### TASK MATERIAL
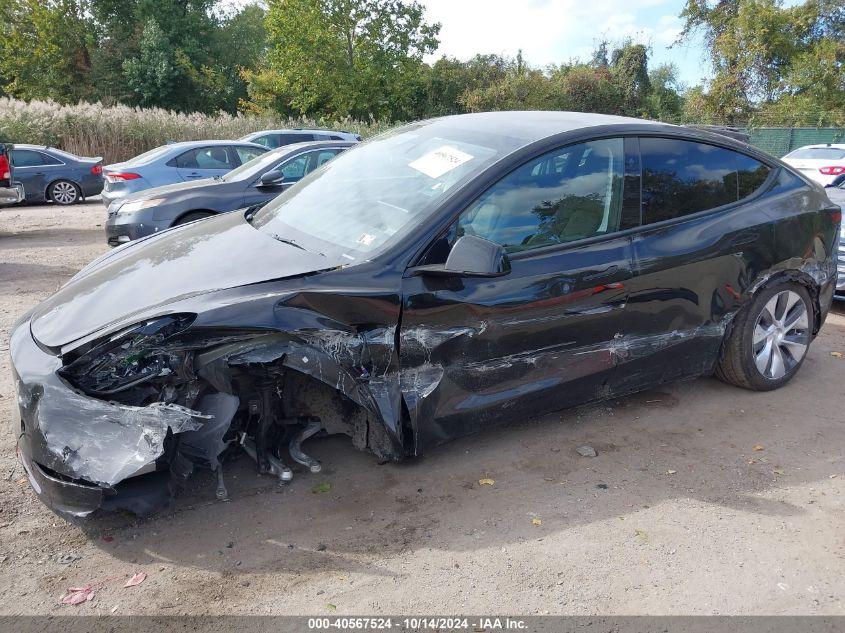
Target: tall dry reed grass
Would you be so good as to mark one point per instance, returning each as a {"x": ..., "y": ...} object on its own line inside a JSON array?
[{"x": 120, "y": 132}]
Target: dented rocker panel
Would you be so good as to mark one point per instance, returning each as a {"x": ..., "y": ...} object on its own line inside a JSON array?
[{"x": 277, "y": 345}]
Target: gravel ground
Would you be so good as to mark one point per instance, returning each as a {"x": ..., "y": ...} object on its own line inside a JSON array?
[{"x": 703, "y": 499}]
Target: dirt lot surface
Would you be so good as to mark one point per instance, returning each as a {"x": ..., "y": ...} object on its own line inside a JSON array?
[{"x": 703, "y": 498}]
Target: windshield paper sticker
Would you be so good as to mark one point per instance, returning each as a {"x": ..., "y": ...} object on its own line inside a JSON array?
[{"x": 440, "y": 161}]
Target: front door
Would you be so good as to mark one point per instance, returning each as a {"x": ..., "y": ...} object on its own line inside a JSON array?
[
  {"x": 475, "y": 351},
  {"x": 31, "y": 172}
]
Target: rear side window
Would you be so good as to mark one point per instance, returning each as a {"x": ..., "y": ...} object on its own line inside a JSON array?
[
  {"x": 683, "y": 177},
  {"x": 751, "y": 175},
  {"x": 50, "y": 160},
  {"x": 26, "y": 158},
  {"x": 569, "y": 194}
]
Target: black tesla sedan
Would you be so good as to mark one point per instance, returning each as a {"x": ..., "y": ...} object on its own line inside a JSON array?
[
  {"x": 252, "y": 184},
  {"x": 446, "y": 276}
]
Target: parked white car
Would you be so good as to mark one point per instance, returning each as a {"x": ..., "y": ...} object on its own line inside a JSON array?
[{"x": 822, "y": 163}]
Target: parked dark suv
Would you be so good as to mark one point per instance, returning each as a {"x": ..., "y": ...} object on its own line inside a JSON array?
[{"x": 444, "y": 277}]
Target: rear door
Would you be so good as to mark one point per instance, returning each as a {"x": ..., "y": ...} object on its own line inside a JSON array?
[
  {"x": 203, "y": 162},
  {"x": 476, "y": 350},
  {"x": 704, "y": 238}
]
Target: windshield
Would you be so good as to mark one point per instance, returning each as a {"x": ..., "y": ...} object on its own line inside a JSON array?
[
  {"x": 252, "y": 168},
  {"x": 374, "y": 194},
  {"x": 823, "y": 153},
  {"x": 140, "y": 159}
]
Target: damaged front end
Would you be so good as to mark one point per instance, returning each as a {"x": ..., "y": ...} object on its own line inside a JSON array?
[{"x": 120, "y": 422}]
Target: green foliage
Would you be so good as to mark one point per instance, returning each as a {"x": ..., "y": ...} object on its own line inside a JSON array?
[
  {"x": 360, "y": 58},
  {"x": 772, "y": 61},
  {"x": 179, "y": 54},
  {"x": 44, "y": 49}
]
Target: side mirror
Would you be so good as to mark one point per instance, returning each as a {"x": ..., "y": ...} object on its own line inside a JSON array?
[
  {"x": 274, "y": 177},
  {"x": 471, "y": 256}
]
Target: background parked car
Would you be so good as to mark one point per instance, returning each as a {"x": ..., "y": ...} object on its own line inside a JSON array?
[
  {"x": 47, "y": 173},
  {"x": 253, "y": 183},
  {"x": 9, "y": 192},
  {"x": 822, "y": 163},
  {"x": 175, "y": 162},
  {"x": 279, "y": 138}
]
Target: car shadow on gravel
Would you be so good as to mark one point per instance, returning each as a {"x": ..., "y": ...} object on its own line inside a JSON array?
[
  {"x": 50, "y": 238},
  {"x": 690, "y": 441}
]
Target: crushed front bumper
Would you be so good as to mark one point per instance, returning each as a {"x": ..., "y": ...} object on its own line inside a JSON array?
[
  {"x": 11, "y": 195},
  {"x": 81, "y": 453}
]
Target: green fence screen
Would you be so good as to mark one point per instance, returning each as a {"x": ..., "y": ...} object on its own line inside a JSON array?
[{"x": 778, "y": 141}]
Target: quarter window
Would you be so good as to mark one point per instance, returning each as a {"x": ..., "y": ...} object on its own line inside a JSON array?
[
  {"x": 683, "y": 177},
  {"x": 569, "y": 194}
]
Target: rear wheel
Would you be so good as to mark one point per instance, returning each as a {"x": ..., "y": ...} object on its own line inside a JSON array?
[
  {"x": 193, "y": 215},
  {"x": 64, "y": 192},
  {"x": 769, "y": 340}
]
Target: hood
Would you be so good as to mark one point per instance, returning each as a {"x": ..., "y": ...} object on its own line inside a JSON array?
[{"x": 218, "y": 253}]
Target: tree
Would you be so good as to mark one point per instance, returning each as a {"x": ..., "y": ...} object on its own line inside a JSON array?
[
  {"x": 664, "y": 101},
  {"x": 345, "y": 57},
  {"x": 44, "y": 49}
]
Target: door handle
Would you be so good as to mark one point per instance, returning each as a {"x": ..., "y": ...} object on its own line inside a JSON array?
[{"x": 600, "y": 274}]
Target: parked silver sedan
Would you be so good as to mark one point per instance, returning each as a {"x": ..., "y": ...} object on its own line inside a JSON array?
[
  {"x": 836, "y": 193},
  {"x": 175, "y": 162}
]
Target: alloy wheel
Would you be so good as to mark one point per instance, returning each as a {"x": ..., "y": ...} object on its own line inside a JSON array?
[
  {"x": 781, "y": 335},
  {"x": 64, "y": 193}
]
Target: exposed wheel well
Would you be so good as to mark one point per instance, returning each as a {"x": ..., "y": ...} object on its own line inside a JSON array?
[{"x": 799, "y": 277}]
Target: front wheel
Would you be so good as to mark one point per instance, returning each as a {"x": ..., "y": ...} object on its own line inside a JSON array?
[
  {"x": 64, "y": 192},
  {"x": 769, "y": 340}
]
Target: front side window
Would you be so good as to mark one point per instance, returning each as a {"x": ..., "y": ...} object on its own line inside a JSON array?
[
  {"x": 569, "y": 194},
  {"x": 372, "y": 196},
  {"x": 295, "y": 168},
  {"x": 26, "y": 158},
  {"x": 246, "y": 154},
  {"x": 215, "y": 157},
  {"x": 267, "y": 141}
]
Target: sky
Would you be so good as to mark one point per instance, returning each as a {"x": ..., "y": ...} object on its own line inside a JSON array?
[{"x": 556, "y": 31}]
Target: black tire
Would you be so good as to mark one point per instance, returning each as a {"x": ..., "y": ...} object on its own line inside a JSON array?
[
  {"x": 64, "y": 192},
  {"x": 741, "y": 352},
  {"x": 193, "y": 215}
]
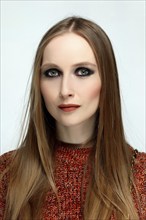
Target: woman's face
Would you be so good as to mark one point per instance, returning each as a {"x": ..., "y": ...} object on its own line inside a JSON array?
[{"x": 70, "y": 82}]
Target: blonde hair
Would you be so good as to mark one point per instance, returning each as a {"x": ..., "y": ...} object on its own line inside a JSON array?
[{"x": 32, "y": 167}]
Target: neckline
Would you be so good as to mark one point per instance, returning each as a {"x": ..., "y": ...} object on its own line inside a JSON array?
[{"x": 73, "y": 146}]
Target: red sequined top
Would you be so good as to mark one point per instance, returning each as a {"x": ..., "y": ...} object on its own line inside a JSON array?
[{"x": 69, "y": 181}]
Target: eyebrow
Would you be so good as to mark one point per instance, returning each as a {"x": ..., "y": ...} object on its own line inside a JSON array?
[{"x": 46, "y": 65}]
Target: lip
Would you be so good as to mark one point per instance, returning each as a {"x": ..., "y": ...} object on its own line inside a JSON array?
[{"x": 68, "y": 107}]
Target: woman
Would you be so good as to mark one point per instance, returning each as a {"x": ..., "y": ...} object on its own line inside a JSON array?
[{"x": 73, "y": 161}]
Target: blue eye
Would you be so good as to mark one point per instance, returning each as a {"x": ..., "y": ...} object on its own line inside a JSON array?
[
  {"x": 82, "y": 71},
  {"x": 52, "y": 73}
]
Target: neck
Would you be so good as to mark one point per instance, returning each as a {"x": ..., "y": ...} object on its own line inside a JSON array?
[{"x": 76, "y": 134}]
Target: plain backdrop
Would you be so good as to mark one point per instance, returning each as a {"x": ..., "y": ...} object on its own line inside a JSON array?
[{"x": 23, "y": 23}]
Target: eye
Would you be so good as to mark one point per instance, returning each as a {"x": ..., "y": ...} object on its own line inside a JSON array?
[
  {"x": 83, "y": 71},
  {"x": 52, "y": 73}
]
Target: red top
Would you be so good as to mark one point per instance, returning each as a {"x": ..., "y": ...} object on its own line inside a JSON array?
[{"x": 70, "y": 163}]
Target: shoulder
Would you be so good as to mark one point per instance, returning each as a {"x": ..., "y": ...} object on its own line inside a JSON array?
[
  {"x": 140, "y": 162},
  {"x": 139, "y": 169}
]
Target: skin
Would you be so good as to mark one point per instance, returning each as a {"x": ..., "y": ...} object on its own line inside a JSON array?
[{"x": 66, "y": 57}]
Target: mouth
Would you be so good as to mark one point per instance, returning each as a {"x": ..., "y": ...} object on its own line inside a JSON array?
[{"x": 68, "y": 107}]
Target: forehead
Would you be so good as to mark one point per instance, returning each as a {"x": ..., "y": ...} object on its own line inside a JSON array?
[{"x": 68, "y": 46}]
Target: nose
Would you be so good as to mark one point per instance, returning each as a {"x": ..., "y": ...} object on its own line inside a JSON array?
[{"x": 66, "y": 87}]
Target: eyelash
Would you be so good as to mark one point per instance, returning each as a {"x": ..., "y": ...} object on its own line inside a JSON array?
[{"x": 85, "y": 72}]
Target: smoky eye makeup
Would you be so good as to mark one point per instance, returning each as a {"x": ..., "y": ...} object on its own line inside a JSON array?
[
  {"x": 84, "y": 71},
  {"x": 51, "y": 72}
]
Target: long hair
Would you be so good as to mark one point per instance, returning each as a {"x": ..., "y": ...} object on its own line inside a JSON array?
[{"x": 32, "y": 169}]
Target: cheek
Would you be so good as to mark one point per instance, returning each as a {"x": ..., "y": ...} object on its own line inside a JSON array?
[
  {"x": 45, "y": 91},
  {"x": 94, "y": 91}
]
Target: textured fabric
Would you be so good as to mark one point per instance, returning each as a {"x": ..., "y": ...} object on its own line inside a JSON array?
[{"x": 69, "y": 172}]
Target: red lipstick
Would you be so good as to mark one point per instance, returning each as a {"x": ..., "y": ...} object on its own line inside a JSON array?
[{"x": 68, "y": 107}]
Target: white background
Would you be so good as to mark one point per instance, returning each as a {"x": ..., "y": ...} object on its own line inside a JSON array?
[{"x": 24, "y": 23}]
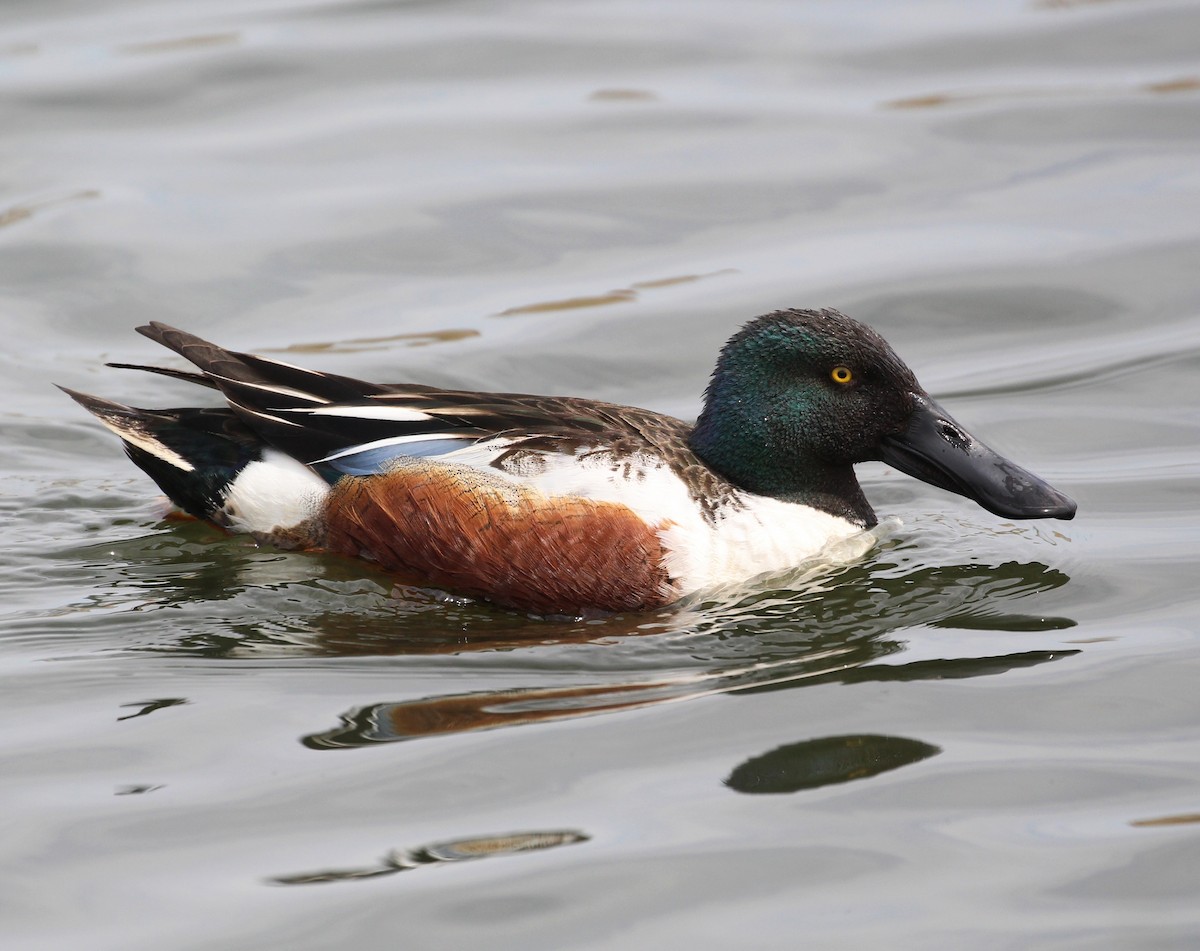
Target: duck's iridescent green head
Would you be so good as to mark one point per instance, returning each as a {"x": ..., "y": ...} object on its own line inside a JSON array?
[{"x": 799, "y": 396}]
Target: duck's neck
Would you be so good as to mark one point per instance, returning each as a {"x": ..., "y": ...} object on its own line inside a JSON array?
[{"x": 739, "y": 446}]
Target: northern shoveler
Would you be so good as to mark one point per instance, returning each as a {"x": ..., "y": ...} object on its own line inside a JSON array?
[{"x": 558, "y": 504}]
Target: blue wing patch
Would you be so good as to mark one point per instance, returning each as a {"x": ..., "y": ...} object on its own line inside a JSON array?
[{"x": 372, "y": 460}]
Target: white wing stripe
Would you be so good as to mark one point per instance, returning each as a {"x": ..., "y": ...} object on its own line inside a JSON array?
[
  {"x": 394, "y": 441},
  {"x": 396, "y": 413}
]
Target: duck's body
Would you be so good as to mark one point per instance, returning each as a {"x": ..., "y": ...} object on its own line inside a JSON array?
[{"x": 562, "y": 504}]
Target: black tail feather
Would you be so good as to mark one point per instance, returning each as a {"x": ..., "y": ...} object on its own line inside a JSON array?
[{"x": 192, "y": 454}]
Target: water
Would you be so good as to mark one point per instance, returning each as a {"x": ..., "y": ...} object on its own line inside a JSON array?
[{"x": 982, "y": 735}]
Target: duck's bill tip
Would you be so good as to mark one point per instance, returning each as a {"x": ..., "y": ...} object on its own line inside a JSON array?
[{"x": 936, "y": 449}]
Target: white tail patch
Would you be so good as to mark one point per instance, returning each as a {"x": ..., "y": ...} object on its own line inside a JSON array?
[
  {"x": 144, "y": 440},
  {"x": 273, "y": 494}
]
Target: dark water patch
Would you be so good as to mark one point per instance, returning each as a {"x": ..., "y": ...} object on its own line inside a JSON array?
[{"x": 828, "y": 760}]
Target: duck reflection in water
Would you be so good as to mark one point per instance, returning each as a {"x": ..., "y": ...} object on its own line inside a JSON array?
[{"x": 839, "y": 629}]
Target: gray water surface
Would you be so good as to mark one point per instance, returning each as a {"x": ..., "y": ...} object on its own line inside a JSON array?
[{"x": 982, "y": 735}]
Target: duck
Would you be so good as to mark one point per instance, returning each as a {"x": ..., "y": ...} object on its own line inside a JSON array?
[{"x": 562, "y": 504}]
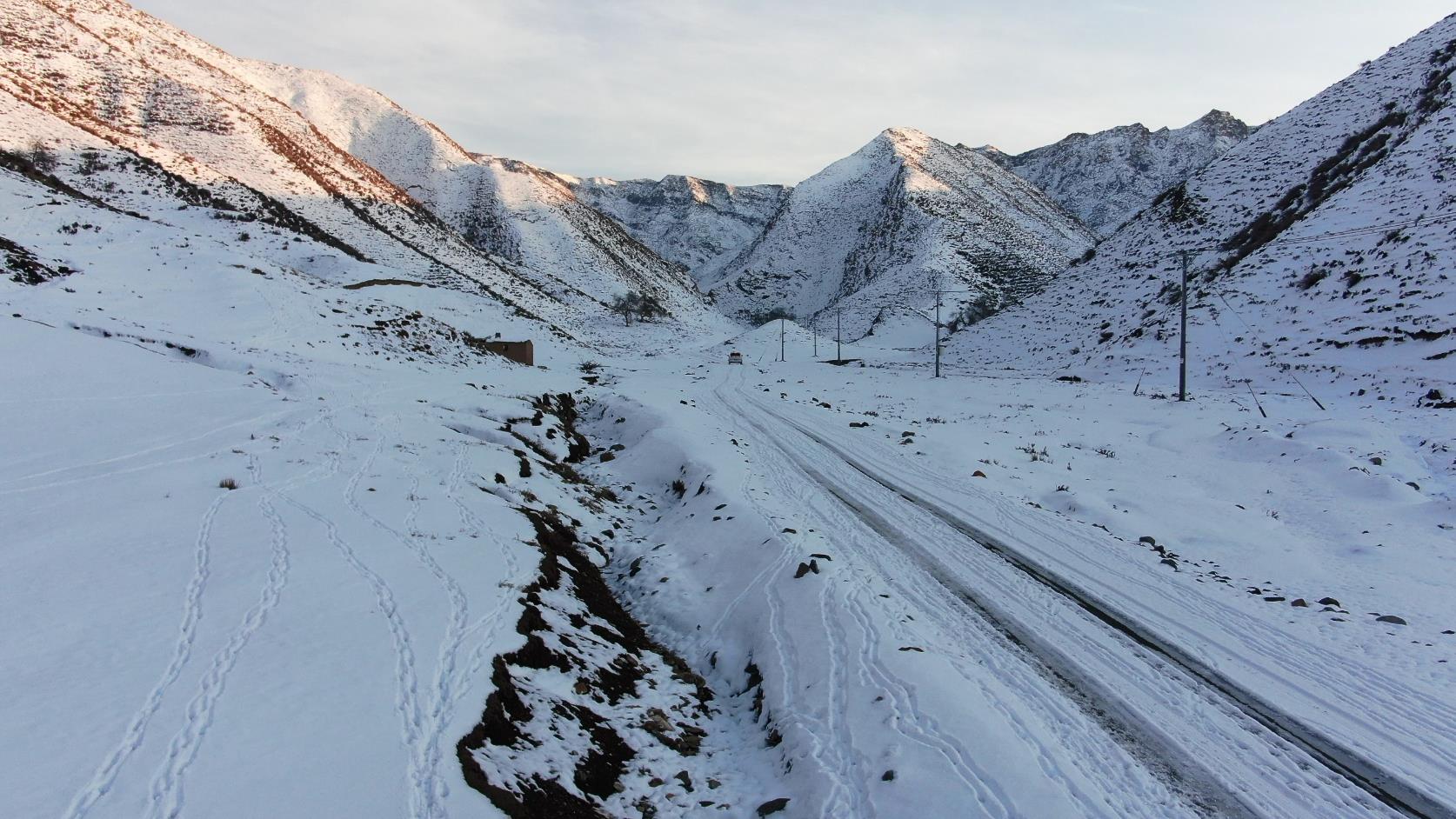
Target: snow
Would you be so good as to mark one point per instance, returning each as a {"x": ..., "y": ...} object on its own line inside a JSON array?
[
  {"x": 874, "y": 231},
  {"x": 695, "y": 223},
  {"x": 1108, "y": 177},
  {"x": 852, "y": 697},
  {"x": 1039, "y": 587}
]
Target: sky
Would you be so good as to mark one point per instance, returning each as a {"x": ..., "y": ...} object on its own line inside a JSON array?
[{"x": 764, "y": 90}]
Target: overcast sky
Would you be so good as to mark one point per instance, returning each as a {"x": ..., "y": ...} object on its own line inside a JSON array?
[{"x": 753, "y": 90}]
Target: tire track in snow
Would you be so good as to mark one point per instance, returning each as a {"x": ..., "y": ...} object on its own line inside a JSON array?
[
  {"x": 428, "y": 789},
  {"x": 1257, "y": 726},
  {"x": 166, "y": 786},
  {"x": 406, "y": 696},
  {"x": 846, "y": 795},
  {"x": 105, "y": 776},
  {"x": 490, "y": 623},
  {"x": 849, "y": 796},
  {"x": 909, "y": 721}
]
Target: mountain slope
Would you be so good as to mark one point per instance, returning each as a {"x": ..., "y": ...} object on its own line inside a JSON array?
[
  {"x": 871, "y": 231},
  {"x": 1107, "y": 177},
  {"x": 155, "y": 108},
  {"x": 1321, "y": 244},
  {"x": 691, "y": 222},
  {"x": 505, "y": 207}
]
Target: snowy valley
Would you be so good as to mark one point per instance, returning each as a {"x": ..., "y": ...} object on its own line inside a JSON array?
[{"x": 290, "y": 529}]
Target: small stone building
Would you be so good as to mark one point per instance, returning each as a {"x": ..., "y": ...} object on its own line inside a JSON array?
[{"x": 520, "y": 352}]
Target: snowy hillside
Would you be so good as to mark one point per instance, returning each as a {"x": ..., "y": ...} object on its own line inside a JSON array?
[
  {"x": 1319, "y": 248},
  {"x": 504, "y": 207},
  {"x": 1107, "y": 177},
  {"x": 146, "y": 120},
  {"x": 695, "y": 223},
  {"x": 284, "y": 537},
  {"x": 874, "y": 230}
]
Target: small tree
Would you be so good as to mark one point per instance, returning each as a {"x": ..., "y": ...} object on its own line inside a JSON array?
[
  {"x": 650, "y": 307},
  {"x": 624, "y": 306},
  {"x": 41, "y": 157},
  {"x": 643, "y": 306}
]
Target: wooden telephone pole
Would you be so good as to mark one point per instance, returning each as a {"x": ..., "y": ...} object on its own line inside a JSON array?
[
  {"x": 1183, "y": 335},
  {"x": 938, "y": 332}
]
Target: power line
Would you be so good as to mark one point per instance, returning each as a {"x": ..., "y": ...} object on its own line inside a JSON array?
[
  {"x": 1346, "y": 233},
  {"x": 1255, "y": 338}
]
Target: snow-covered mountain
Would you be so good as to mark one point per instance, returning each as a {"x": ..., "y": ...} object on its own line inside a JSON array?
[
  {"x": 695, "y": 223},
  {"x": 1319, "y": 246},
  {"x": 505, "y": 207},
  {"x": 1107, "y": 177},
  {"x": 131, "y": 114},
  {"x": 872, "y": 231}
]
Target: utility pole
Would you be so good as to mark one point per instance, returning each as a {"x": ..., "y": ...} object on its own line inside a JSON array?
[
  {"x": 938, "y": 333},
  {"x": 1183, "y": 335}
]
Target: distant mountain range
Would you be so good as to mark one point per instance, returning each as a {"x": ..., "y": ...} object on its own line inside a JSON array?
[
  {"x": 111, "y": 110},
  {"x": 872, "y": 235},
  {"x": 691, "y": 222},
  {"x": 1107, "y": 177}
]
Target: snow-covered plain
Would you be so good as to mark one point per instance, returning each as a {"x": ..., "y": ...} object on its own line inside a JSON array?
[
  {"x": 281, "y": 538},
  {"x": 912, "y": 671}
]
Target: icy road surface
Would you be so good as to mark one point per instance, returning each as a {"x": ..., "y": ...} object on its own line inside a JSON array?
[{"x": 931, "y": 648}]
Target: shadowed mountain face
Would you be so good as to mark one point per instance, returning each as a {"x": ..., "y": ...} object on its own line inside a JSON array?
[
  {"x": 872, "y": 231},
  {"x": 691, "y": 222},
  {"x": 1322, "y": 244},
  {"x": 1107, "y": 177}
]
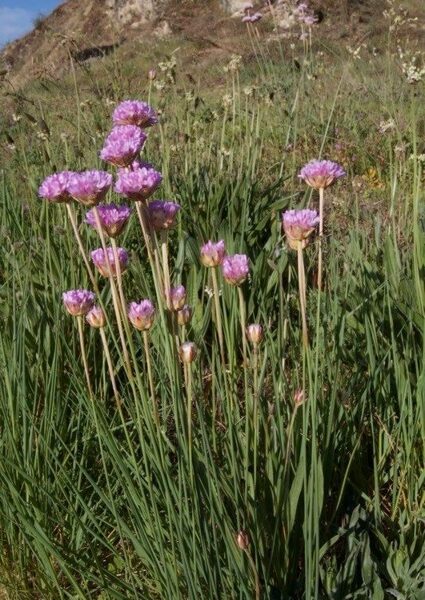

### AIM OF THE TASK
Pull out each line above that contains the string "green", treating uppercase and lowercase letters as different.

### RESULT BELOW
Target: green foliage
Target: green fence screen
Target: duck's iridescent green head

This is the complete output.